**Activity:** How would you continue the speech on Asian security and conflict management from where it stops?

Selected extract section start

The political challenge before us is to ensure that these circles of aspirations and ambitions of individual countries intersect as widely as possible to protect the global commons of peace and stability. Recent incidents in the East and South China Seas do not give the reassurance that Asia's trajectory is on this virtuous path.
Asia must therefore build more resilient mechanisms to forge consensus and political will, and here I agree with my colleague Mr Le Drian, political will to prevent if not mitigate conflicts. Asia must not backslide into a fractious environment, riven by confrontational nationalism and lack of mutual trust.
Agile Conflict Management
Many have pointed out that strategic trust among Asian countries is lacking. We need to have open and frank dialogue on security challenges, like we are doing here, before they can be meaningfully addressed.
Asia must build on multilateral frameworks to achieve this trust, anchored on common principles and shared values that promote peace and stability. For regional security, the ADMM, as well as the ADMM-Plus framework, with its eight extra-regional partners, serves as platforms for open and inclusive dialogue to resolve differences peacefully.
We must also step up practical cooperation and interaction between militaries to forge understanding and trust. This was the aim in the joint ADMM-Plus Exercise held last year hosted by Brunei where eighteen countries with eighteen militaries conducted a large HADR and Military-Medicine exercise. The ADMM-Plus militaries will do more, including the next joint Counter Terrorism and Maritime Security exercise.

Selected extract section end
Data records section start

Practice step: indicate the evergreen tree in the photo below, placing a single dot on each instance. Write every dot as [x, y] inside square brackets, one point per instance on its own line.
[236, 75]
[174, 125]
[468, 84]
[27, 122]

Data records section end

**Written answer:**
A key platform to achieve trust is concerted action to help one another in HADR. Recent natural disasters such as Typhoon Haiyan showed the need for a 24/7 crisis centre to coordinate military and civilian efforts in the most crucial first 24 to 48 hours of a disaster. This was the reason why Singapore put forward a proposal to host a Regional HADR Coordination Centre which would complement existing frameworks such as the ASEAN Humanitarian Assistance (AHA) Centre, and will add to and strengthen the existing regional crisis architecture.
Conclusion
Friends and distinguished guests, crises and conflicts are unpredictable. But we can reduce the uncertainty by proactively building among us strong relations and multilateral frameworks that build trust and confidence through cooperation and consensus. A stronger, more stable Asia will benefit all our citizens and the World.
Thank you very much for your attention.